## Page text
Drouin had a breakout season during the 2016–17 season where he played 73 contests with 21 goals, 32 assists and 53 points recorded as the Lightning would miss the 2017 playoffs by one point in the standings, marking the first time since 2013 where the team failed to qualify for the playoffs.

====Montreal Canadiens (2017–2023)====
On June 15, 2017, Drouin was traded by the Lightning, along with a conditional 2018 sixth-round draft pick, to the Montreal Canadiens in exchange for prospect Mikhail Sergachev and a conditional 2018 second-round pick. As a restricted free agent, he was then promptly signed to a six-year, $33 million contract with the Canadiens. He took the number 92 jersey.

In the 2018–19 season, his second season with the Canadiens, Drouin matched his career-high points (18 goals, 35 assists for 53 total points in 81 games) despite only scoring two points in his final 18 games. On May 1, 2019, Drouin underwent surgery for a nose fracture, which forced him to withdraw from the 2019 World Championship.

Drouin scored his first goal of the 2019–20 season in a 6–5 shootout victory against the Toronto Maple Leafs on October 5, 2019. Drouin injured his wrist in a game against the Washington Capitals on November 15, 2019. He did not return from the injury until February 8, 2020, against the Toronto Maple Leafs after missing 37 games.

Drouin had a strong beginning to the pandemic-shortened 2020–21 season with the Canadiens, producing at almost a point-per-game pace in the first ten games of the season, and registering 2 goals and 9 assists in his first 18 games. Over the next 26 games, however, he registered only 12 assists as he began to struggle with health issues. On April 28, 2021, it was announced that Drouin was taking a leave of absence for personal reasons. He later revealed that he had been suffering from anxiety and insomnia during much of the seasons, issues that had been longstanding but which worsened considerably during the season. He missed the remaining 12 games of the regular season and the entirety of the Canadiens' surprisingly deep run to the 2021 Stanley Cup Finals where they would fall in five games to Drouin's former team, the Tampa Bay Lightning. The Canadiens submitted him for consideration for the King Clancy Memorial Trophy at the end of the regular season, in recognition of his charitable work.

Returning to the Canadiens for the 2021–22 season, Drouin was placed on the team's second line alongside close friend Josh Anderson and newcomer Christian Dvorak. In the season-opening game against the Toronto Maple Leafs on October 13, 2021, Drouin scored the Canadiens' first goal of the season off an assist from Anderson. He led the team in points through the first eleven games of the season, registering two goals and five assists, before withdrawing from a November 2 game against the Detroit Red Wings after taking a puck to the head. He was not diagnosed with a concussion, but suffered from headaches and as a result missed six games before returning to the lineup on November 16. On January 18, 2022, Drouin received a game misconduct for cross-checking Tyler Seguin in a mid-season game against the Dallas Stars. On January 22, Drouin was placed on injured reserve status with an upper body injury. He returned to the roster in late March, but was returned to the injured reserve roster soon after with an upper body injury. Drouin underwent wrist surgery, bringing his season to an end.

## Supplied information
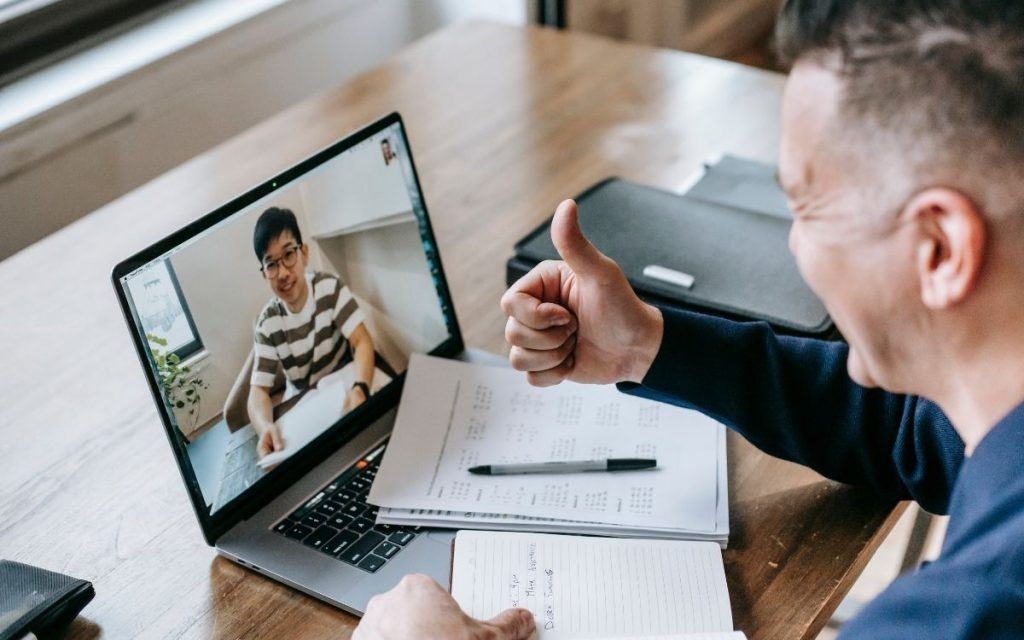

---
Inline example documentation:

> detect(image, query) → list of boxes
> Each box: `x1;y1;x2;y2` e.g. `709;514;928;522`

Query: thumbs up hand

## What this exercise asks
A. In the Drouin career text, translate this sentence into Spanish: "As a restricted free agent, he was then promptly signed to a six-year, $33 million contract with the Canadiens."
B. Revise the Drouin career text, starting at the words "Drouin had a breakout" and stopping after "for the playoffs.", and replace "contests" with "games".
C. According to the Drouin career text, how many games did Drouin miss after injuring his wrist against the Washington Capitals?

## Answers to the problems
A. Como agente libre restringido, fue entonces firmado de inmediato por los Canadiens con un contrato de seis años y 33 millones de dólares.

B.
Drouin had a breakout season during the 2016–17 season where he played 73 games with 21 goals, 32 assists and 53 points recorded as the Lightning would miss the 2017 playoffs by one point in the standings, marking the first time since 2013 where the team failed to qualify for the playoffs.

C. He missed 37 games.